== Set exercise ==
Word for word, retype every entry in the listing.

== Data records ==
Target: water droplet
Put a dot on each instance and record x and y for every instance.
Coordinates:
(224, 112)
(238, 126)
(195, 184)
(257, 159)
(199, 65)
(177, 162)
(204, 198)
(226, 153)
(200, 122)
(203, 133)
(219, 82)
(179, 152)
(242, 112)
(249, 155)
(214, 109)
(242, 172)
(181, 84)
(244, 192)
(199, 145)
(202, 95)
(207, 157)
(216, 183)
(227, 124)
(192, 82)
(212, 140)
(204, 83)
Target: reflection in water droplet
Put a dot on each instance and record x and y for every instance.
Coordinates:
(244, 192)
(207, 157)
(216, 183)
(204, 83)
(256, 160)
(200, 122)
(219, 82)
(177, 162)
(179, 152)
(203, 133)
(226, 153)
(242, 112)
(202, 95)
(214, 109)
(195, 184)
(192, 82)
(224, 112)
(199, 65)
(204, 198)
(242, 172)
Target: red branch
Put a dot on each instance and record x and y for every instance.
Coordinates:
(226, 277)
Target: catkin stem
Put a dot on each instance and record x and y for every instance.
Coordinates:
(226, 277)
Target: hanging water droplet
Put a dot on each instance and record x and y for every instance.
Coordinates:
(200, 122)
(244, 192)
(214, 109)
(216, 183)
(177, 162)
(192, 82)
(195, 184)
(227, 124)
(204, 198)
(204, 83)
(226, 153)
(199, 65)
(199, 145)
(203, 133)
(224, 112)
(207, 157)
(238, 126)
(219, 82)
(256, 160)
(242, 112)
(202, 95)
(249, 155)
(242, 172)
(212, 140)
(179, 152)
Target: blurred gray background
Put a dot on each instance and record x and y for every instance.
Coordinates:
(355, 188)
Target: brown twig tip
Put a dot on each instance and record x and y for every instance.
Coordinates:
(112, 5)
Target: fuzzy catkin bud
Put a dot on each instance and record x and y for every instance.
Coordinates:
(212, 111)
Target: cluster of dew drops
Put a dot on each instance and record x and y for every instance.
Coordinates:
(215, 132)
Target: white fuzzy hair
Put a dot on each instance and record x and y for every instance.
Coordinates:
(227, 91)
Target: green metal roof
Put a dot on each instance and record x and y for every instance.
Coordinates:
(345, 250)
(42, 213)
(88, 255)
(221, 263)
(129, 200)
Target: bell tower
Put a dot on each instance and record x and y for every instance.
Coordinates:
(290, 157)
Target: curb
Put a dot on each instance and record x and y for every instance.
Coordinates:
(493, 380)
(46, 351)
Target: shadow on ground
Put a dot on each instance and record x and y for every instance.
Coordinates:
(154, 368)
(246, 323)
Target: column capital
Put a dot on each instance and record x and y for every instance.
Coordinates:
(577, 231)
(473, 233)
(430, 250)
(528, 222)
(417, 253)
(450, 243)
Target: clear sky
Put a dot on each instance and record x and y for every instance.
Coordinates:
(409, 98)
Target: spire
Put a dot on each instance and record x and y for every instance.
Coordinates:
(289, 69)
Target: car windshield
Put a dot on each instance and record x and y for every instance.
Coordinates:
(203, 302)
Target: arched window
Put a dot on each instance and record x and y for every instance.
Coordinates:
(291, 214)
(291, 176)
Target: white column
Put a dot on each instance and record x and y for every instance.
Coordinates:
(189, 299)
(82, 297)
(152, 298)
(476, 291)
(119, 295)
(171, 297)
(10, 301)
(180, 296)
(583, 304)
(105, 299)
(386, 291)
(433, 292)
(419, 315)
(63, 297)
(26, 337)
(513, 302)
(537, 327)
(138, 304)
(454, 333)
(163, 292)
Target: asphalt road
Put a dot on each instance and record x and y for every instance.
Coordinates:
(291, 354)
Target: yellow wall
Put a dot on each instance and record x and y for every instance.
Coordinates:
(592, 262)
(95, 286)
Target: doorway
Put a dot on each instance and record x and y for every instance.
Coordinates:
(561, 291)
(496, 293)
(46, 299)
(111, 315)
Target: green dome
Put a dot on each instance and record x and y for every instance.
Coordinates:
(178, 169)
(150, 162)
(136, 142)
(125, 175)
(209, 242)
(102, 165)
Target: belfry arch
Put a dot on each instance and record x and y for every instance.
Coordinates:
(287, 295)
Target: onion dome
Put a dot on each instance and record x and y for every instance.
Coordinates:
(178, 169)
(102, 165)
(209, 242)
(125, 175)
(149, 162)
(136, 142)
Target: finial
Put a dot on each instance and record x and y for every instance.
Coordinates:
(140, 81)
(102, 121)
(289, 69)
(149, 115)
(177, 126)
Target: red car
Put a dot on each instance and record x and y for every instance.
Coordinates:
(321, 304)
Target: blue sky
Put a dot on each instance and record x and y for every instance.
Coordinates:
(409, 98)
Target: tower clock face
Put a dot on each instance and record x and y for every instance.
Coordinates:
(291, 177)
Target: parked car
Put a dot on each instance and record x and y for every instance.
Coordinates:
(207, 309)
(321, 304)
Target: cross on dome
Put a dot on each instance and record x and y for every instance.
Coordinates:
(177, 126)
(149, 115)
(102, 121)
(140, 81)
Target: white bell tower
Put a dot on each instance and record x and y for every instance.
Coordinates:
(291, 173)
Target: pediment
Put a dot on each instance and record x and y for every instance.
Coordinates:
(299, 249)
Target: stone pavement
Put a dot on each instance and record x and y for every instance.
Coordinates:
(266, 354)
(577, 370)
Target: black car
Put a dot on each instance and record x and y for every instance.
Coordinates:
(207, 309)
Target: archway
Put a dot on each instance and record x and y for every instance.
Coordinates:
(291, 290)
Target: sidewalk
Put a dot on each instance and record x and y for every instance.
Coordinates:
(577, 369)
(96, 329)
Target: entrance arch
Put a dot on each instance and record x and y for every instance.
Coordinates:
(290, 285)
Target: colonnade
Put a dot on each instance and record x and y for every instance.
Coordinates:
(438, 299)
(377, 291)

== Answer ==
Target: water droplet
Put a dot on each instance and record x and y for every instance.
Coordinates:
(224, 112)
(238, 126)
(195, 184)
(257, 159)
(199, 65)
(177, 162)
(204, 198)
(226, 153)
(200, 122)
(203, 133)
(219, 82)
(179, 152)
(242, 112)
(249, 155)
(214, 109)
(242, 172)
(181, 84)
(244, 192)
(199, 145)
(202, 95)
(207, 157)
(216, 183)
(227, 124)
(192, 82)
(212, 140)
(204, 83)
Target: reflection in water droplet
Put a dot on each instance and record x and y for every instance.
Coordinates:
(244, 192)
(207, 157)
(216, 183)
(204, 83)
(256, 160)
(200, 122)
(219, 82)
(177, 162)
(179, 152)
(203, 133)
(226, 153)
(242, 112)
(202, 95)
(214, 109)
(195, 184)
(192, 82)
(224, 112)
(199, 65)
(204, 198)
(242, 172)
Target: red branch
Put a dot on each instance and record x and y for every instance.
Coordinates:
(226, 277)
Target: catkin stem
Put a dot on each instance and record x and y for every instance.
Coordinates:
(226, 277)
Target: hanging water droplet
Put a dot on each instance and record x and y for every instance.
Coordinates:
(200, 122)
(244, 192)
(214, 109)
(216, 183)
(177, 162)
(192, 82)
(195, 184)
(227, 124)
(204, 198)
(204, 83)
(226, 153)
(199, 65)
(199, 145)
(203, 133)
(224, 112)
(207, 157)
(238, 126)
(219, 82)
(256, 160)
(242, 112)
(202, 95)
(249, 155)
(242, 172)
(212, 140)
(179, 152)
Target: blurred gray background
Put a dot on each instance and record x and y for every instance.
Coordinates:
(355, 188)
Target: brown twig tip
Put a dot on each instance and record x and y for every instance.
Coordinates:
(112, 5)
Target: fuzzy catkin bud
Put a dot on each instance and record x and y for every instance.
Coordinates:
(212, 111)
Target: cluster of dew drops
Put a dot on each instance and record x and y for every instance.
Coordinates:
(215, 132)
Target: white fuzzy hair
Put a dot on each instance and record x and y for every instance.
Coordinates:
(227, 91)
Target: green metal roof
Put a dot on each instance and record x and y for every instance.
Coordinates:
(345, 250)
(42, 213)
(88, 255)
(221, 263)
(129, 200)
Target: bell tower
Put a dot on each instance and record x and y for every instance.
Coordinates:
(290, 157)
Target: curb
Put a dot on each instance and record x and y for every instance.
Coordinates:
(493, 380)
(46, 351)
Target: shadow on ground
Put a dot on each instance and record x and y for every instance.
Coordinates:
(154, 368)
(246, 323)
Target: column capital
Put a dot on each instance and record x and y for every instance.
Coordinates:
(577, 231)
(473, 233)
(430, 250)
(528, 222)
(417, 253)
(450, 243)
Target: clear sky
Put a dot on each instance and record x and y for every instance.
Coordinates:
(409, 98)
Target: spire
Put a dot on each instance and record x and y for every instance.
Coordinates:
(289, 69)
Target: car windshield
Put a dot on each instance and record x and y for every instance.
Coordinates:
(203, 302)
Target: arched window
Put a dot on each instance and record x and y for every instance.
Coordinates:
(291, 214)
(291, 176)
Target: white column
Put a dot on each instance and record x and y for every instance.
Coordinates:
(189, 299)
(82, 297)
(152, 298)
(476, 291)
(119, 295)
(171, 297)
(10, 301)
(180, 296)
(583, 304)
(105, 299)
(386, 291)
(433, 292)
(419, 315)
(63, 297)
(26, 337)
(513, 302)
(537, 327)
(138, 304)
(454, 333)
(163, 292)
Target: asphalt road
Put a dot on each instance and record x and y for every instance.
Coordinates:
(291, 354)
Target: yellow wall
Put a dot on each instance and record x and y for every instance.
Coordinates:
(592, 262)
(95, 286)
Target: doorway
Put a dot on each instance and record x and y for every instance.
Coordinates:
(561, 291)
(496, 293)
(46, 299)
(111, 315)
Target: green dome
Put a dot on each instance and record x and y for every instance.
Coordinates:
(178, 169)
(150, 162)
(136, 142)
(125, 175)
(209, 242)
(102, 165)
Target: belfry arch
Put a dot on each instance and record x and y for every instance.
Coordinates:
(287, 295)
Target: onion dome
Put a dot on each instance and record x and y for every instance.
Coordinates:
(178, 169)
(102, 165)
(209, 242)
(125, 175)
(149, 162)
(136, 142)
Target: finial
Put a dot on each instance and record x and y for every instance.
Coordinates:
(140, 81)
(102, 121)
(289, 69)
(149, 115)
(177, 126)
Target: red car
Put a dot on each instance and record x and y for every instance.
Coordinates:
(321, 304)
Target: blue sky
Put a dot on each instance and record x and y for every instance.
Coordinates:
(409, 98)
Target: tower clock face
Put a dot on each instance and record x and y for every instance.
Coordinates:
(291, 177)
Target: parked car
Put a dot on each instance and record x and y for every instance.
Coordinates:
(207, 309)
(321, 304)
Target: cross on dome
Put a dot on each instance and record x and y for every instance.
Coordinates:
(177, 126)
(149, 115)
(102, 121)
(140, 81)
Target: white bell tower
Put a dot on each instance and record x and y for every instance.
Coordinates:
(291, 173)
Target: pediment
Put a dot on each instance and record x and y for every instance.
Coordinates:
(299, 249)
Target: stone pavement
Put a dot on each instance and record x and y for every instance.
Coordinates:
(266, 354)
(577, 370)
Target: black car
Put a dot on each instance and record x and y for every instance.
Coordinates:
(207, 309)
Target: archway
Put a dot on each instance and record x and y for every instance.
Coordinates:
(291, 290)
Target: sidewalk
Put a dot on each instance and record x and y for every instance.
Coordinates:
(577, 369)
(96, 329)
Target: entrance arch
Put a dot on each instance and record x and y for every instance.
Coordinates:
(290, 285)
Target: colonnade
Put a dot on each instance and record x and y for every instance.
Coordinates:
(438, 299)
(377, 291)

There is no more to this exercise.